## BRANO DI LETTURA
((
La stagione degli esami, come previsto, slitta ad ottobre quando, come ha detto Mario Draghi, “probabilmente verrà preso il grosso delle decisioni sul Qe”. Ma molto, ha aggiunto il presidente della Bce, “molto dipenderà dall’andamento dei dati macroeconomici nelle prossime settimane”. Ovvero, sulle strategie monetarie dell’Eurozona incombe la minaccia della forza dell’euro perché “la recente volatilità dei tassi di cambio rappresenta una fonte di incertezza che richiede di essere monitorata per ciò che riguarda le possibili implicazioni per l’outlook di medio termine e per la stabilità dei prezzi”.
Le parole del banchiere hanno avuto un’immediata eco sui mercati: la moneta unica è risalita oltre quota 1,20 sul dollaro andando a lambire il record di 1,2069 sul dollaro (massimo da due anni e mezzo). Salgono anche i mercati azionari del Vecchio Continente, alleggeriti dalla preoccupazione di una stretta sui tassi. Solo ad ottobre si affronterà il tema della riduzione degli acquisti della Bce sul mercato anche se, sostiene il Financial Times, in via informale” ieri si è cominciato a parlare di tapering”. Per ora, però, non cambia nulla: il tasso sulle operazioni di rifinanziamento principali resta a zero, il tasso sulle operazioni marginali resta allo 0,25 per cento e il tasso sui depositi presso la banca centrale è stabile al -0,40 per cento.
))
## RECORD DA ELABORARE
((
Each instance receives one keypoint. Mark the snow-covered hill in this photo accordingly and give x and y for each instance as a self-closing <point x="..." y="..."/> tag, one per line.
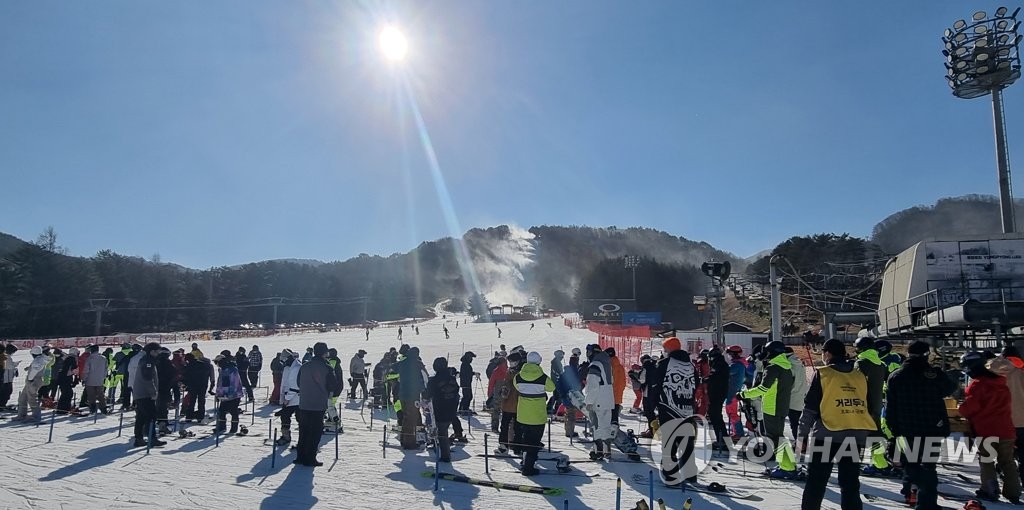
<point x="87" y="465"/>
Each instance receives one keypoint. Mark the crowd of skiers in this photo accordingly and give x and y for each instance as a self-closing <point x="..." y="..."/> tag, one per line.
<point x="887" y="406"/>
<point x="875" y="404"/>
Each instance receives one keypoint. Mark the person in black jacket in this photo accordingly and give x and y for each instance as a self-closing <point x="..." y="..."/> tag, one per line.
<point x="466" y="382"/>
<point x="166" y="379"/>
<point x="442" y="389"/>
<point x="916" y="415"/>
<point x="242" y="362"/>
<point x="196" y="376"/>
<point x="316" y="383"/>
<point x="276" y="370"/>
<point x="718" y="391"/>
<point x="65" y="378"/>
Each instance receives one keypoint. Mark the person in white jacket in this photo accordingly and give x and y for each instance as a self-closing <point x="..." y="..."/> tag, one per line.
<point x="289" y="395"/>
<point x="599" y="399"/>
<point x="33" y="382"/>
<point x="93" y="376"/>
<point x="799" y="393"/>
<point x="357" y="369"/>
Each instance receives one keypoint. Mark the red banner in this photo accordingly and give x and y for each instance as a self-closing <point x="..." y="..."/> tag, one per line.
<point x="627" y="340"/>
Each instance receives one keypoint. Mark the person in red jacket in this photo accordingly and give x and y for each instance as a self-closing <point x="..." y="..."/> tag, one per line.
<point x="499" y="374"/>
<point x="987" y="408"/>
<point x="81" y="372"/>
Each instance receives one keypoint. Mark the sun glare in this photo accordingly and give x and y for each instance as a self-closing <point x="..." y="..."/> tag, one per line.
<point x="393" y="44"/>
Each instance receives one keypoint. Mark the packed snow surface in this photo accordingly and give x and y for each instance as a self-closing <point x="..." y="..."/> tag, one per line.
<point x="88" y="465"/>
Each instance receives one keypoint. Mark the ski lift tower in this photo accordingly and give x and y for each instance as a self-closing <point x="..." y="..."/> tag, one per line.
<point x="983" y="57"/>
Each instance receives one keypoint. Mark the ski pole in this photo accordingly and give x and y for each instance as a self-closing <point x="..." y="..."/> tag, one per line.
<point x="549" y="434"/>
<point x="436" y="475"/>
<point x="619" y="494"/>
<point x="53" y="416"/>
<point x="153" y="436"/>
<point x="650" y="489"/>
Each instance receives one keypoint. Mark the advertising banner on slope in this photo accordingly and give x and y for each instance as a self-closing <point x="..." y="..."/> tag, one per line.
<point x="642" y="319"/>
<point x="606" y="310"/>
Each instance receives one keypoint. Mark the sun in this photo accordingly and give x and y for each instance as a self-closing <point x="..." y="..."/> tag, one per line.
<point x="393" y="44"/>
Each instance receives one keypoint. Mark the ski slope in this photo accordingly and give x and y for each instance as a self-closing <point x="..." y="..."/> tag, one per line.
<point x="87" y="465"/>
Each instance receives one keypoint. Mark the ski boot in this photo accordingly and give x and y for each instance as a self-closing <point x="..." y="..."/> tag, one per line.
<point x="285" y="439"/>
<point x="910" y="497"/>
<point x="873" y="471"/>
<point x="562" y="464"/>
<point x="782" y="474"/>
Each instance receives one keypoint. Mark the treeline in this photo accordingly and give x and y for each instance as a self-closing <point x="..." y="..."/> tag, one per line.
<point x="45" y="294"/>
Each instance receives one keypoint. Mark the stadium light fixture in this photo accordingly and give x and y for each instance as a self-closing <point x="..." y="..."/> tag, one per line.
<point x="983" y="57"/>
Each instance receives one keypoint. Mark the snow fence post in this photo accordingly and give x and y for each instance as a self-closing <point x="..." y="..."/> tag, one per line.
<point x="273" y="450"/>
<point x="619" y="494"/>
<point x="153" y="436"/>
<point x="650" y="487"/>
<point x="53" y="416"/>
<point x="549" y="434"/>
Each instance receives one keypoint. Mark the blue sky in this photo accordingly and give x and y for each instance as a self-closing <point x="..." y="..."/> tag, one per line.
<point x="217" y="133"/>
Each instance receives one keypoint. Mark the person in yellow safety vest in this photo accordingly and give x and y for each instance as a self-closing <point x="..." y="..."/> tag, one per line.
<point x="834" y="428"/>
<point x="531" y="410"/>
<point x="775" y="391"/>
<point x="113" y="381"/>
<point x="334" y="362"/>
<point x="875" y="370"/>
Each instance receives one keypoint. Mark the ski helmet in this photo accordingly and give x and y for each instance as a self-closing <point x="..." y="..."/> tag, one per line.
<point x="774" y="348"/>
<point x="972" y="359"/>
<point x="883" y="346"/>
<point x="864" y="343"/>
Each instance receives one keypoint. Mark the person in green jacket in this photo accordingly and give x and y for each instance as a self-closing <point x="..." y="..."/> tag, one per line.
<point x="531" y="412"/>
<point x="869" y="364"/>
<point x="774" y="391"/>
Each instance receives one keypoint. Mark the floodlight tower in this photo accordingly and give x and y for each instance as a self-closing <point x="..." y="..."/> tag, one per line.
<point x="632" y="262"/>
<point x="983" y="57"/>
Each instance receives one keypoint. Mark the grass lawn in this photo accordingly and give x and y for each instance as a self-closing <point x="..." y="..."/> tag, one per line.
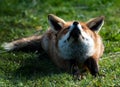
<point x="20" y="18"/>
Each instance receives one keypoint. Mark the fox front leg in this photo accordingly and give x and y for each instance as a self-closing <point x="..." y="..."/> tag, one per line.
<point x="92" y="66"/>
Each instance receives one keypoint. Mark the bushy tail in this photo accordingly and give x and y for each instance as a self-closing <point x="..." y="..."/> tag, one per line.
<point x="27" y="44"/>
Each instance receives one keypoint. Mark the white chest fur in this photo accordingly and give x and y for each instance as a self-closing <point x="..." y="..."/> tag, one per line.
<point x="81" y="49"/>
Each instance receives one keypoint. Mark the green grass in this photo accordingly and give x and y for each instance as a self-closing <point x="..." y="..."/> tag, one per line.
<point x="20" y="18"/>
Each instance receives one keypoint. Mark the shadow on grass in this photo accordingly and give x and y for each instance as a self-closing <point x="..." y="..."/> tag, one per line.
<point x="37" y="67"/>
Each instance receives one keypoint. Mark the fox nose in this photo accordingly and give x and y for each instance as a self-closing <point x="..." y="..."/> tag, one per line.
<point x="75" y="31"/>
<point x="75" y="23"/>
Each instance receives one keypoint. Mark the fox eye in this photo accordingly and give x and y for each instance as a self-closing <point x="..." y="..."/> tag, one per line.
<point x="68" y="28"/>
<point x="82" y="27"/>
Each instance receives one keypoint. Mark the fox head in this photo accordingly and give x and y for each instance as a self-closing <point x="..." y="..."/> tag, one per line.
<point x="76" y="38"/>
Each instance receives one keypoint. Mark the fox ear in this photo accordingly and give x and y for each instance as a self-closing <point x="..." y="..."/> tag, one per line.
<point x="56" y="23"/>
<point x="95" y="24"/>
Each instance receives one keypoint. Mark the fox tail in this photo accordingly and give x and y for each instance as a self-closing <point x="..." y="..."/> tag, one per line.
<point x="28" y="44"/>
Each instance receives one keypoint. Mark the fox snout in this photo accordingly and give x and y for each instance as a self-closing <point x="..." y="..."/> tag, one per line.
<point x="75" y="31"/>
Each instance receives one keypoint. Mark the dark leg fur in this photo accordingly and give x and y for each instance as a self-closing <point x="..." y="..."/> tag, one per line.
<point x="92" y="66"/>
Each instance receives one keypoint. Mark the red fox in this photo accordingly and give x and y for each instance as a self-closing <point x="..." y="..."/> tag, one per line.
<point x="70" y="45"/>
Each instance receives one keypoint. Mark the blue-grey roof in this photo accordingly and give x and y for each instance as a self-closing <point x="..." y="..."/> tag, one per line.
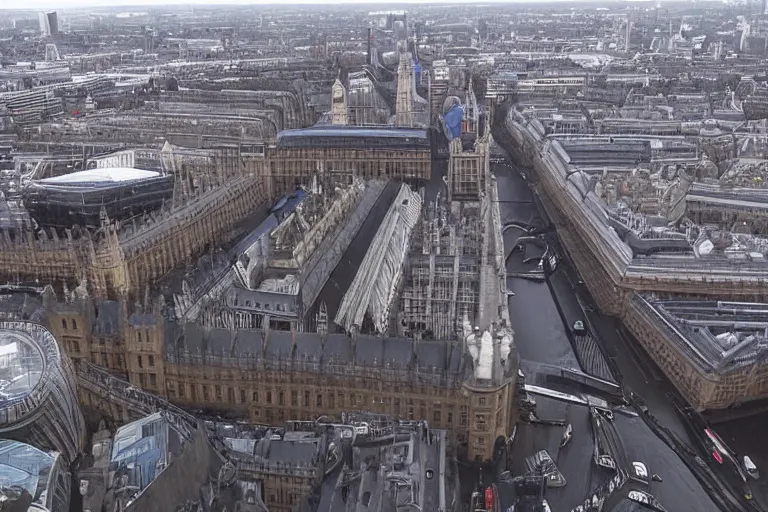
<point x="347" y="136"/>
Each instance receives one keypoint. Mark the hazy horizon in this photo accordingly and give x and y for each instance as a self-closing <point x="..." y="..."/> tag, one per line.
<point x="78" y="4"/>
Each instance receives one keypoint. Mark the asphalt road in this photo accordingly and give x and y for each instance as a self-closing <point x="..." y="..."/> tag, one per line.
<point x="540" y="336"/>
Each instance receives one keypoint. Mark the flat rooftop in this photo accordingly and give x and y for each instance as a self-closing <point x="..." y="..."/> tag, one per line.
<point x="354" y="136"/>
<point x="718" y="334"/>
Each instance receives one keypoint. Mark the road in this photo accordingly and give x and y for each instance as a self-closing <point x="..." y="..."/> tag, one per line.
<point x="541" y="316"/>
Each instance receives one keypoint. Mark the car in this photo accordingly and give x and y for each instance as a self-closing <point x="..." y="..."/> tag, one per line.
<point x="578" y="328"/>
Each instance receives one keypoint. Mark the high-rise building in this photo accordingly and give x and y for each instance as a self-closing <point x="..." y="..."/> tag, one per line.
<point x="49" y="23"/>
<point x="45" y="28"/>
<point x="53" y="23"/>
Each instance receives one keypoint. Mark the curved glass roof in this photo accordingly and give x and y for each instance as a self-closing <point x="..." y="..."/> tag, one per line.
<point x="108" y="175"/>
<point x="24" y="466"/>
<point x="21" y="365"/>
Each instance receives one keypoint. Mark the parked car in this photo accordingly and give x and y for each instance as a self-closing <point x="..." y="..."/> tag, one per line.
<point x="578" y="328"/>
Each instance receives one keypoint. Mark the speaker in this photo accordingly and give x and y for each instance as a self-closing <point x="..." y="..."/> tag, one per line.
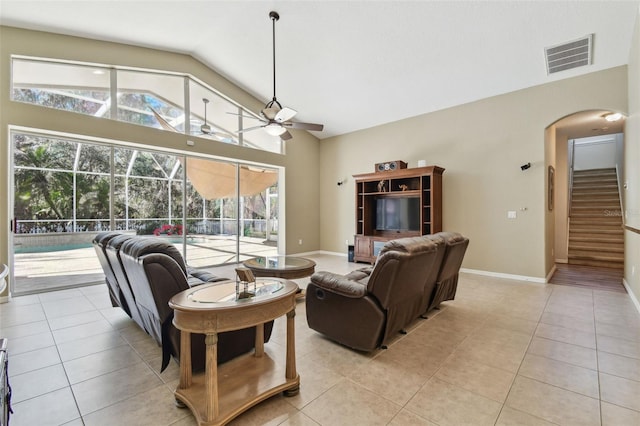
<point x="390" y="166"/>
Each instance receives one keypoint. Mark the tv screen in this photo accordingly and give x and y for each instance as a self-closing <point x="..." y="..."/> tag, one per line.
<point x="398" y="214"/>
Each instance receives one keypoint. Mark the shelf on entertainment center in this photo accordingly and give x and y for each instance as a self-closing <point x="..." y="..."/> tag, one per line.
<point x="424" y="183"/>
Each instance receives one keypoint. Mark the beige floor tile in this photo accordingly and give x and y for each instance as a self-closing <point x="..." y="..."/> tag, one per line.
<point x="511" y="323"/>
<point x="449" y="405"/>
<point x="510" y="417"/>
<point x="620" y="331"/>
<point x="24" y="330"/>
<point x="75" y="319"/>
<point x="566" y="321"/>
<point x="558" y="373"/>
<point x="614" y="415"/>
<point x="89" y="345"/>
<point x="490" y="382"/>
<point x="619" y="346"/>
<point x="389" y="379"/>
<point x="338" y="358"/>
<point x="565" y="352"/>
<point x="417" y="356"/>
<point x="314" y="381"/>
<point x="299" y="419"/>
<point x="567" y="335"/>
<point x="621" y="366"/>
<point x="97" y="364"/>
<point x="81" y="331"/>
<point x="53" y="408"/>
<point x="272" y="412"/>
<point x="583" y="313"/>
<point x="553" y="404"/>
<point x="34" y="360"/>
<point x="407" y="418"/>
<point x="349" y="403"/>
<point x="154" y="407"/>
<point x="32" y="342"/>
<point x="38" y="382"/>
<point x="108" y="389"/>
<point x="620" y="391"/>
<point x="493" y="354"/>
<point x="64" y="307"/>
))
## BREVE ESERCIZIO 1
Rispondi a queste domande sul brano dedicato alla Bce.
(a) In quale mese, secondo Draghi, verrà preso il grosso delle decisioni sul Qe?
(b) Quale record sul dollaro ha sfiorato la moneta unica?
(c) A quale livello resta il tasso sui depositi presso la banca centrale?
## BREVE ESERCIZIO 2
Estrai dai record ogni riga che contiene la stringa "person", distinguendo tra maiuscole e minuscole.

## RISPOSTA 1
(a) A ottobre.
(b) 1,2069 sul dollaro, il massimo da due anni e mezzo.
(c) -0,40 per cento.

## RISPOSTA 2
Each instance receives one keypoint. Mark the person in black jacket in this photo accordingly and give x and y for each instance as a self-closing <point x="..." y="..."/> tag, one per line.
Each instance receives one keypoint. Mark the person in white jacket in this photo accordingly and give x and y for each instance as a self-closing <point x="..." y="..."/> tag, one per line.
Each instance receives one keypoint. Mark the person in red jacket in this photo accordingly and give x and y for each instance as a self-closing <point x="..." y="..."/> tag, one per line.
Each instance receives one keypoint. Mark the person in yellow safety vest in this photo accordingly and give x and y for each instance as a self-closing <point x="..." y="..."/> tag, one per line.
Each instance receives one keypoint. Mark the person in green jacket in this photo accordingly and give x and y for each instance as a self-closing <point x="..." y="..."/> tag, one per line.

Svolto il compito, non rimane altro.